Coordinate annotation entries:
○ ○ ○ ○

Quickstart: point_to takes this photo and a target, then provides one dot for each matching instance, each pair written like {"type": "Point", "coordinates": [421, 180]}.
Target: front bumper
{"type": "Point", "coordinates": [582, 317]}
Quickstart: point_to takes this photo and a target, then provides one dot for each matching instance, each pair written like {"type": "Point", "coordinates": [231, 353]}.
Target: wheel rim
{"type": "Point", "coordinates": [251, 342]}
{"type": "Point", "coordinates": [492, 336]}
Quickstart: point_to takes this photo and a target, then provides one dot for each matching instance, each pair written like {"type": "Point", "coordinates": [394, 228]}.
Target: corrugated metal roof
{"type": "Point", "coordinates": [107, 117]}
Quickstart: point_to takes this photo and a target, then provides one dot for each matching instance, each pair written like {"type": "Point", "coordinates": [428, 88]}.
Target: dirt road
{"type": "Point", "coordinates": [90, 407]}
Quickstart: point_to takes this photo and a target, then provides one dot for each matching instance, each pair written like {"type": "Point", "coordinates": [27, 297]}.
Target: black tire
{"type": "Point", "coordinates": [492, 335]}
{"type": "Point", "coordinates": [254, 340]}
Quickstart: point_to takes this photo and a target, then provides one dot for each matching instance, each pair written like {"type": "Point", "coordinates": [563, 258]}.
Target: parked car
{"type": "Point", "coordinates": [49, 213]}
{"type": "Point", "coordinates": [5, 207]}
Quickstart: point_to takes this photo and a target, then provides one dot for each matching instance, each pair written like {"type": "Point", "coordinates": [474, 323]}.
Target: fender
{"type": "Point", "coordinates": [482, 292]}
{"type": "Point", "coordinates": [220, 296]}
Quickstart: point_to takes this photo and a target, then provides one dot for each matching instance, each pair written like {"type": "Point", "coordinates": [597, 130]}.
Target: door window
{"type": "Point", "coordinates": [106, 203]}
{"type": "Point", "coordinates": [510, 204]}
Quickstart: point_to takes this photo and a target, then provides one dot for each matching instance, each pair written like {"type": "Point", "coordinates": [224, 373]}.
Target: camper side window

○ ○ ○ ○

- **WHAT YOU SHOULD DO**
Please quote the records above exactly, without skipping a line.

- **WRITTEN RESPONSE**
Quickstart: point_to takes this photo and a target, then provides one dot for each matching instance, each pair written like {"type": "Point", "coordinates": [421, 180]}.
Target: front bumper
{"type": "Point", "coordinates": [582, 317]}
Quickstart: point_to takes this photo and a target, then provides one dot for each matching instance, each pair written like {"type": "Point", "coordinates": [231, 353]}.
Target: wheel rim
{"type": "Point", "coordinates": [251, 342]}
{"type": "Point", "coordinates": [492, 336]}
Quickstart: point_to takes this photo and a target, then provides one dot for each matching instance, each pair written like {"type": "Point", "coordinates": [394, 228]}.
Target: corrugated metal roof
{"type": "Point", "coordinates": [107, 117]}
Quickstart: point_to takes this photo and a target, then provides one dot for each matching instance, each pair written like {"type": "Point", "coordinates": [428, 88]}.
Target: dirt road
{"type": "Point", "coordinates": [90, 407]}
Quickstart: point_to takes this photo and a target, then provides one dot for each matching instance, each pair written like {"type": "Point", "coordinates": [27, 297]}.
Target: black tire
{"type": "Point", "coordinates": [492, 335]}
{"type": "Point", "coordinates": [254, 340]}
Quickstart: point_to takes this photo and a target, then provides one dot for each matching instance, each pair written like {"type": "Point", "coordinates": [563, 258]}.
Target: parked car
{"type": "Point", "coordinates": [49, 213]}
{"type": "Point", "coordinates": [5, 207]}
Quickstart: point_to takes this photo and a target, then provides one dot for each matching instance, each pair written like {"type": "Point", "coordinates": [474, 323]}.
Target: fender
{"type": "Point", "coordinates": [482, 292]}
{"type": "Point", "coordinates": [220, 296]}
Quickstart: point_to takes this photo and a target, then provides one dot for each matching instance, each pair written like {"type": "Point", "coordinates": [597, 130]}.
Target: door window
{"type": "Point", "coordinates": [106, 203]}
{"type": "Point", "coordinates": [510, 204]}
Quickstart: point_to takes this photo and a target, then provides one dot for each matching instance, each pair written like {"type": "Point", "coordinates": [224, 373]}.
Target: camper side window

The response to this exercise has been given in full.